Crucially, our account makes novel predictions about CD and WF when contextual constraint increases. First, CD effects should decrease as contextual constraint increases. Second, in strongly constraining contexts with three-condition designs, WF but not CD should affect reading times. We have confirmed these predictions in a three-condition eye-tracking experiment in Chinese and in an analysis of a corpus of eye-tracking data for natural texts in English (Chen et al., 2025; Yan et al., 2018).Footnote 2

In contrast to behavioral studies with words in isolation, which consistently find effects of CD but not WF, a recent ERP study by Vergara-Martinez et al. (2017) found dissociable effects: Both CD and WF evoked negativities in the 225- to 325-ms time window. However, high CD words elicited larger negativity than low CD words in the anterior region, whereas low-frequency words evoked larger negativity than high-frequency words in the anterior-central region.

The ERP study by Vergara-Martinez et al. is important in clarifying the locus of the CD effect, showing that CD effects have a semantic origin. However, there are two aspects of the results that are noteworthy. First, while the CD but not WF affected response times, the 13-ms CD effects are smaller than observed in previous behavioral studies (e.g., 53 ms in Perea et al., 2013; 65 ms in Plummer et al., 2014).Footnote 3 This raises questions about the strength of the CD manipulation. Second, Vergera-Martinez et al. argue that because facilitatory effects are found for both increased CD and increased WF, different effects might be masked in behavioral measures but might be dissociable with a measure like ERP. While this is true in principle, it does not explain why behavioral effects of WF are not found when CD is controlled. Moreover, it’s not clear why larger anterior negativity for higher CD words would map onto faster response times, whereas larger anterior-central negativity for lower WF words would not map onto a response time difference. These observations highlight the importance of replicating the results, especially if the replication showed stronger behavioral effects, which would ensure that the manipulation of CD was robust.
++++++++++
• **Job**:
Would you repeat, word for word, the part of the passage on contextual diversity and word frequency starting with "In contrast to" and going on through "the anterior-central region."?
++++++++++
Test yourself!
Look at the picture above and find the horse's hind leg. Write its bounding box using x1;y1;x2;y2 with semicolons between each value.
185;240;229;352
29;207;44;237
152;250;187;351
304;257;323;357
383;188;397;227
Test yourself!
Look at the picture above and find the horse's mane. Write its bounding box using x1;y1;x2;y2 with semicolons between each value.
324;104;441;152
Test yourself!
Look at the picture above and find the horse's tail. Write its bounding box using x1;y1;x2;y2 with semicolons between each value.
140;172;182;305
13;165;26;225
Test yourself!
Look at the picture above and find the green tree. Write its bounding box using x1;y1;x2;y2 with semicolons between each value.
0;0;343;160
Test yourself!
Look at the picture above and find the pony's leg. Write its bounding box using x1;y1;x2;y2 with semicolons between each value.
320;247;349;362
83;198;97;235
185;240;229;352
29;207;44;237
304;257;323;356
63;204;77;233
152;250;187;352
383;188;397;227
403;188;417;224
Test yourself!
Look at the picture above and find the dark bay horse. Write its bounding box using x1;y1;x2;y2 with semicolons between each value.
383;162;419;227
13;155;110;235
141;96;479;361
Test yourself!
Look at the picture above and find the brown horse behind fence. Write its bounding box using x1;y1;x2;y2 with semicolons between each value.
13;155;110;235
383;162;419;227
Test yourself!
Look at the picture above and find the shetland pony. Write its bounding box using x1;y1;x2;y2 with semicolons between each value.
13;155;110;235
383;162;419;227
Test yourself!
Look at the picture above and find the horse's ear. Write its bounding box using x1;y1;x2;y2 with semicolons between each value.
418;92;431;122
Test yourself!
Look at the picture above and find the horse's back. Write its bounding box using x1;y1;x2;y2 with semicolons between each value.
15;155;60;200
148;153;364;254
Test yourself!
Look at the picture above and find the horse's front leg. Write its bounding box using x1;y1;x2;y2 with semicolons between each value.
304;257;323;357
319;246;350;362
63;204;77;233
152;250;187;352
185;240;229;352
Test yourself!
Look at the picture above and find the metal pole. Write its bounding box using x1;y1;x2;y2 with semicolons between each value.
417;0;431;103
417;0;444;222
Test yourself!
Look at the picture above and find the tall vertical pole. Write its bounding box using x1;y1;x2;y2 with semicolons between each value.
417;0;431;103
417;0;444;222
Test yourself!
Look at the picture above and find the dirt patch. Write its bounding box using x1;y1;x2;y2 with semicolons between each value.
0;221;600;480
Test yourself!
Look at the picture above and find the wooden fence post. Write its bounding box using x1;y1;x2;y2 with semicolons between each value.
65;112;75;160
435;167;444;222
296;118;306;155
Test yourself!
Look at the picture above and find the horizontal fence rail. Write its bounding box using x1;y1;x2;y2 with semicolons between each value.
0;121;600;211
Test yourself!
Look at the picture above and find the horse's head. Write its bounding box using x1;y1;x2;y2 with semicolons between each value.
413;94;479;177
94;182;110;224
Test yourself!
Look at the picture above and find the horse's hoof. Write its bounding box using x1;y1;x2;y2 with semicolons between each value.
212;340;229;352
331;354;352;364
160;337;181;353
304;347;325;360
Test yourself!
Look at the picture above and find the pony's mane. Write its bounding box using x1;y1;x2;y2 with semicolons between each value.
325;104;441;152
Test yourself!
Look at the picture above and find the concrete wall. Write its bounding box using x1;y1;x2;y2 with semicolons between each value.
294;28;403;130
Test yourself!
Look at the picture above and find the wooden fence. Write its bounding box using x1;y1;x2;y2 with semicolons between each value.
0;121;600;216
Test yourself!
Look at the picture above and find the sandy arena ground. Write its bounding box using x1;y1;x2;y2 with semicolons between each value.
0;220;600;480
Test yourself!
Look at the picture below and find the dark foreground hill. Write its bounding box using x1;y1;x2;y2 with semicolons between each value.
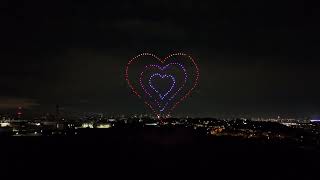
0;128;320;179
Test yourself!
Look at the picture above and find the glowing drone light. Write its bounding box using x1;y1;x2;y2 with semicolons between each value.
149;73;176;100
139;63;188;112
125;53;200;117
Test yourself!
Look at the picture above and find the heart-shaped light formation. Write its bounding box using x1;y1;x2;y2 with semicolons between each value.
125;53;199;117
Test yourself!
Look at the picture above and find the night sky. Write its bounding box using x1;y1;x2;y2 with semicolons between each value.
0;0;320;117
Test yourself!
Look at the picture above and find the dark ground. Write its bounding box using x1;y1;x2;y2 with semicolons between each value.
0;128;320;179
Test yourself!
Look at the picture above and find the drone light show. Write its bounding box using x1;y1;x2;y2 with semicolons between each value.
125;53;200;118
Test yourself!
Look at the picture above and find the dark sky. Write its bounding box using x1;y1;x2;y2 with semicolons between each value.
0;0;320;116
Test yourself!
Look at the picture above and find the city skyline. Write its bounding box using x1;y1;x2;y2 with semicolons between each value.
0;0;320;117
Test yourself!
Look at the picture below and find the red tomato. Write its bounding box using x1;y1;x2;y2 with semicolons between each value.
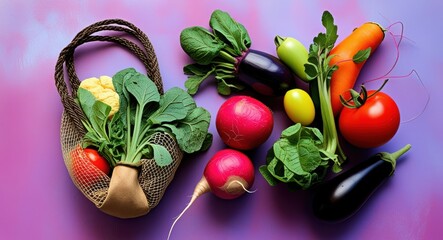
339;90;400;148
71;147;111;187
83;148;111;175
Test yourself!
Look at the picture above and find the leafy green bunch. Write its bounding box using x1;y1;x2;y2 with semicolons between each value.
77;68;212;166
180;10;251;95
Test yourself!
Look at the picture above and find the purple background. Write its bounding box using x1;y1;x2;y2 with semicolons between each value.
0;0;443;240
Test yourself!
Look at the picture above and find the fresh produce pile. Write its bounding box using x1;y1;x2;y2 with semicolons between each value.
168;10;411;234
57;7;411;238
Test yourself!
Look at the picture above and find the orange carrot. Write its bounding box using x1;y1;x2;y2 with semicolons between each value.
329;22;385;116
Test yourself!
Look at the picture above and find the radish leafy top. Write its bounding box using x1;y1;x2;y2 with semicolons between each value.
180;10;251;95
78;68;212;166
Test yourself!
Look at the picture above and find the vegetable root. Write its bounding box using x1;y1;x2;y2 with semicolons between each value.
167;149;254;239
168;177;211;240
329;22;385;116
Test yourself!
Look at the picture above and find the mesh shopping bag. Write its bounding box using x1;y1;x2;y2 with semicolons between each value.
55;19;183;218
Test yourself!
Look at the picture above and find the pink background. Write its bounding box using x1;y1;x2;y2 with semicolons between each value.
0;0;443;240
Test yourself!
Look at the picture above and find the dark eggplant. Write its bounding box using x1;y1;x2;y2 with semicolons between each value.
312;144;411;222
236;49;295;96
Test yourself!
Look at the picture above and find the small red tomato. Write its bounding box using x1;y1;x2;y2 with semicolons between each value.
83;148;111;175
71;147;111;187
339;90;400;148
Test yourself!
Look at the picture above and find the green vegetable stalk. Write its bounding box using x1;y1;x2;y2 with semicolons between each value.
305;11;346;172
78;68;212;167
260;11;370;189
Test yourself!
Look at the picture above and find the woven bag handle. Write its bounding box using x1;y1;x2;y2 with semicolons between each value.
54;19;163;135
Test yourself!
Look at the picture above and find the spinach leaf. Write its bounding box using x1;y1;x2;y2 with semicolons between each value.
112;68;137;127
259;123;329;189
180;26;225;65
180;10;251;95
149;143;172;167
149;87;196;124
124;73;160;110
78;68;212;167
209;10;248;55
183;63;215;95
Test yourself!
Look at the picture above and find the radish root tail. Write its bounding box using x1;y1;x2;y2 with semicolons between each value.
167;177;211;240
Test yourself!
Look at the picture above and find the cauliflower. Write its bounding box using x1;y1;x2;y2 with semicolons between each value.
80;76;120;117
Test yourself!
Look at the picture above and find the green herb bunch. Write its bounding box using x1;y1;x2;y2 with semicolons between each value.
77;68;212;167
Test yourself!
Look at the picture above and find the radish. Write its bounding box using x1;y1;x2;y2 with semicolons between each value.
215;96;274;150
168;149;255;239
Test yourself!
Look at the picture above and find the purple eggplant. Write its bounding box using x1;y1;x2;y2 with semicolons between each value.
312;144;411;222
180;10;295;96
237;49;295;96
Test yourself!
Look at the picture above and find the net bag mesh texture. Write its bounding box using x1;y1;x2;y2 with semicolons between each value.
55;19;183;217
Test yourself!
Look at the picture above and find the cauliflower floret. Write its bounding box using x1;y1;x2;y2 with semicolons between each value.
80;76;120;116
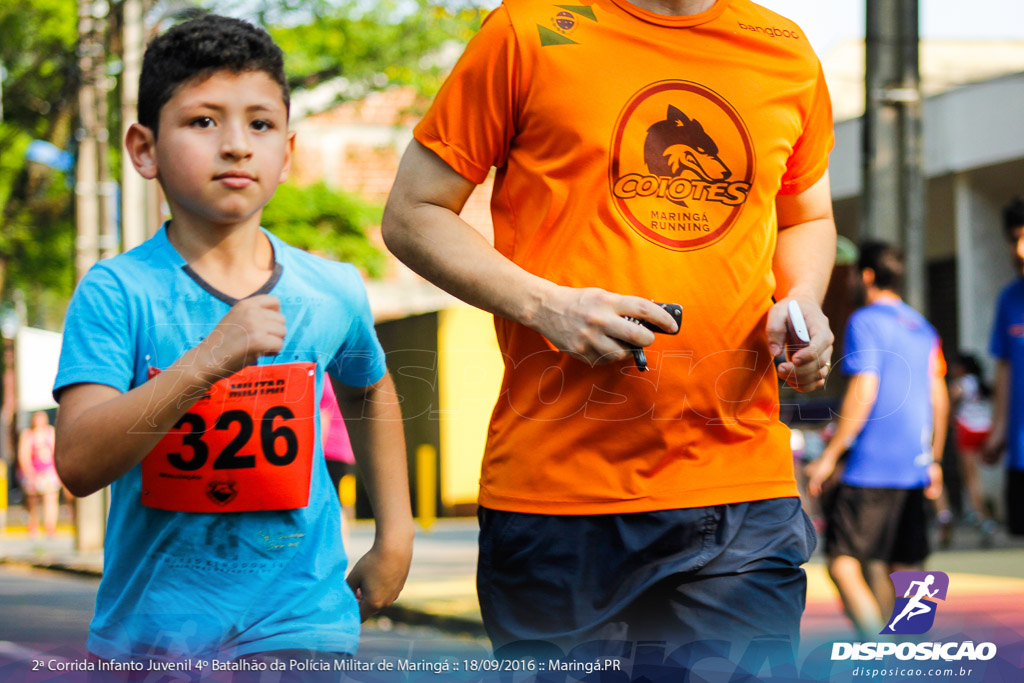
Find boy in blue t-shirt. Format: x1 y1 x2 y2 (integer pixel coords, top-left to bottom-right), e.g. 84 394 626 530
++++++++++
• **Solution to the exercise**:
In contrast to behavioral studies with words in isolation, which consistently find effects of CD but not WF, a recent ERP study by Vergara-Martinez et al. (2017) found dissociable effects: Both CD and WF evoked negativities in the 225- to 325-ms time window. However, high CD words elicited larger negativity than low CD words in the anterior region, whereas low-frequency words evoked larger negativity than high-frequency words in the anterior-central region.